— Exercise goal —
Rewrite all of the rows below, swapping "instance" for "occurrence" wherever it occurs and leaving everything else unchanged.

— Recorded information —
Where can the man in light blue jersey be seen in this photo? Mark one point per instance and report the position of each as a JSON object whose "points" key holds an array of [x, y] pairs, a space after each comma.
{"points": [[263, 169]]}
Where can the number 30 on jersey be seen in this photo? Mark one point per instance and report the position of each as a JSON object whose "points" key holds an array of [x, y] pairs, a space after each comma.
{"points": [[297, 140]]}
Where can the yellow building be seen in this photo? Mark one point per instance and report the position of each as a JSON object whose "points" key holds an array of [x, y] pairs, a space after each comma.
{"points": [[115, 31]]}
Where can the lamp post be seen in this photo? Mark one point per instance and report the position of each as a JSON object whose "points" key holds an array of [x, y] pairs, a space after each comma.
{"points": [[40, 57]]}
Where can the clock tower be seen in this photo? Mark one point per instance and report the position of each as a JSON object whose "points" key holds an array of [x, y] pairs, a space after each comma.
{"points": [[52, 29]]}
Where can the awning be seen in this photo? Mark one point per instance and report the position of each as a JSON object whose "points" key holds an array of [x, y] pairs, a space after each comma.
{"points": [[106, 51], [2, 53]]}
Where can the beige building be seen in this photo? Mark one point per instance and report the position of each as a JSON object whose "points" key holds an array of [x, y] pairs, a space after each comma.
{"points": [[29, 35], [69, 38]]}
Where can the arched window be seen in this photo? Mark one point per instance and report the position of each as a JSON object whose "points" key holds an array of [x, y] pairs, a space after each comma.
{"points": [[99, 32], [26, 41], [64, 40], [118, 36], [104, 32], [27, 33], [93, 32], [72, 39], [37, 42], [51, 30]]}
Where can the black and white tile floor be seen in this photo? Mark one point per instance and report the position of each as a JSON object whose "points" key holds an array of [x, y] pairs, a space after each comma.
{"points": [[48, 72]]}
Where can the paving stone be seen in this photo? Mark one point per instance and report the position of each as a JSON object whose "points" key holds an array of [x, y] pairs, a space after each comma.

— Correct answer —
Where can the man in light blue jersey be seen in this photo? Mark one point per occurrence and report the position of each as a JSON object whose "points" key holds an array of [x, y] pairs, a space after each comma.
{"points": [[263, 169]]}
Where can the number 30 on jersey be seen in this photo? Mark one point per occurrence and report the position of each as a JSON object whose "points" key holds an array of [x, y] pairs, a space after each comma.
{"points": [[297, 140]]}
Where can the yellow building be seen in this photo? Mark one point per occurrence and report the position of each as a JSON object whose "points" key holds an array of [x, y] pairs, a space after each comma.
{"points": [[115, 31]]}
Where can the lamp post be seen in this photo? Mark one point per occurrence and report the position of each as a JSON object whose "points" key holds an array of [x, y] pairs, a space after each comma.
{"points": [[40, 57]]}
Where can the clock tower be seen in this photo? Mark one point per occurrence and report the position of each as a JSON object whose "points" key holds an array of [x, y] pairs, a space after each comma.
{"points": [[52, 29]]}
Where can the awning be seen in this photo? Mark one point per occurrence and report the position of each as a JSON object whose "points" key holds an array of [x, y] pairs, a space after each comma.
{"points": [[106, 51], [2, 53]]}
Where can the beige building be seen in this photo? Mark one point per occurrence and report the position of each as a JSON object whose "points" key holds an array of [x, y] pairs, a space after each comma.
{"points": [[29, 35], [69, 38]]}
Where can the arched window be seen in this photo? Mark one point per occurrence and report the position of each as a JSON object whose "points" key holds an array of [x, y] pairs, a space after each comma.
{"points": [[99, 32], [26, 41], [64, 40], [118, 36], [104, 32], [27, 33], [93, 32], [72, 39], [37, 42], [51, 30]]}
Where can the black and white tile floor be seen in this photo? Mark one point per occurrence and report the position of each as a JSON object whose "points" key holds an array of [x, y] pairs, a space after each comma.
{"points": [[48, 72]]}
Where can the paving stone be seen in this photo? Mark one point per occurrence and report the position of each as a JSON object whose "points" key holds an array of [x, y] pairs, a space after each comma.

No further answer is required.